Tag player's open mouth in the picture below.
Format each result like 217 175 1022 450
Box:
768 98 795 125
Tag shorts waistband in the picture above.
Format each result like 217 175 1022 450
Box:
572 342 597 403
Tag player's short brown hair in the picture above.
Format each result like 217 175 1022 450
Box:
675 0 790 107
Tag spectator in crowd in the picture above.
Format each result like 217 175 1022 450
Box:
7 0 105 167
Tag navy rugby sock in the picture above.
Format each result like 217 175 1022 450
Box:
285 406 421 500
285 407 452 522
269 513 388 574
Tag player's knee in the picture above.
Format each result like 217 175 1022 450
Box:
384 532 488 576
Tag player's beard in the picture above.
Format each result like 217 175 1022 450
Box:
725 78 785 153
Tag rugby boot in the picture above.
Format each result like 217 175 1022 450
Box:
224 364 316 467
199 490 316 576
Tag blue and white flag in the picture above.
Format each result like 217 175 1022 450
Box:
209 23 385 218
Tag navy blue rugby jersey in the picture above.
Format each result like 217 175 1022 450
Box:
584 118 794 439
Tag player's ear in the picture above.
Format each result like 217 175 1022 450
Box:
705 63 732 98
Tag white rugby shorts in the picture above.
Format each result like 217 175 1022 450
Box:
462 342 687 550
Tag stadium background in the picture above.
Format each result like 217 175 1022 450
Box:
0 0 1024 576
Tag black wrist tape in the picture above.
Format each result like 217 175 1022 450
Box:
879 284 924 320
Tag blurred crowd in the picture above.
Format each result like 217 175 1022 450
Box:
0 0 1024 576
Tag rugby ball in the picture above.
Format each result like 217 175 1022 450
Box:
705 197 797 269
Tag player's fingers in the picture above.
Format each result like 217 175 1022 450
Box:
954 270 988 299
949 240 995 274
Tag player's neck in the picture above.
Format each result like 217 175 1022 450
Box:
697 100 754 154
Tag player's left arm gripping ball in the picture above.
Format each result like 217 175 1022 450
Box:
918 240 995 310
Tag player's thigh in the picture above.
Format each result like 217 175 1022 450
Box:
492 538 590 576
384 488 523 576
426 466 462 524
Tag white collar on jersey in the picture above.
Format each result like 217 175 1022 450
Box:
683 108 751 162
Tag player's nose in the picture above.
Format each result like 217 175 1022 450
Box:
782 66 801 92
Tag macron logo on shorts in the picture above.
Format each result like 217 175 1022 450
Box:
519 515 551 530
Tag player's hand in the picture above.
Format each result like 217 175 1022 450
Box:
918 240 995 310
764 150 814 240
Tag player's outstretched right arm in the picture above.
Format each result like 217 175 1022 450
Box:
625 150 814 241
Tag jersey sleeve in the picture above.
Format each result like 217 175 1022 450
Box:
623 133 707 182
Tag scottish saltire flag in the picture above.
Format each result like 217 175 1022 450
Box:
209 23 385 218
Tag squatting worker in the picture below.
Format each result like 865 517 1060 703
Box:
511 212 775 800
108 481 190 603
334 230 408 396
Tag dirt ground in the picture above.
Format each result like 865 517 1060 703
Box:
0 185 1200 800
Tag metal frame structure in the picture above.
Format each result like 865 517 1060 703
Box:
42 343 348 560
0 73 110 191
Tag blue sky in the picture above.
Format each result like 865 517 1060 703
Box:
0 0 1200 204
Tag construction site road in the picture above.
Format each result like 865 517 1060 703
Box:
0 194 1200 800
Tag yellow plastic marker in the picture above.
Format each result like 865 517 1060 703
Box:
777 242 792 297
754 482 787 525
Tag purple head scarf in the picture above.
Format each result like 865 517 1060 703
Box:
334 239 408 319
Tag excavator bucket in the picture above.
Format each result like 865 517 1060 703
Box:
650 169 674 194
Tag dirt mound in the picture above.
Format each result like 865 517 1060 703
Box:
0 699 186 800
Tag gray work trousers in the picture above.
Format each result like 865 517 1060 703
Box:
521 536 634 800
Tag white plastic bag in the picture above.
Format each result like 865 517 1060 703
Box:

====

Reproduce verbatim the part of the material above that runs from its opening line through the line containing "384 532 488 576", including both of those lines.

Tag player's open mouth in the picture below.
Format each result like 217 175 1022 450
Box:
768 98 795 125
Tag shorts waistband in the picture above.
Format each result like 217 175 1022 450
Box:
572 342 597 403
Tag player's short brown hair in the picture above.
Format each result like 217 175 1022 450
Box:
675 0 790 107
Tag spectator in crowd in the picture above.
Format each result like 217 175 1022 450
Box:
7 0 105 167
Tag navy rugby sock in the picture above.
Format each result like 217 175 1022 450
Box:
285 406 421 500
285 407 452 522
269 513 388 574
Tag player's knee in the picture above.
Format each result like 217 175 1022 450
Box:
384 532 488 576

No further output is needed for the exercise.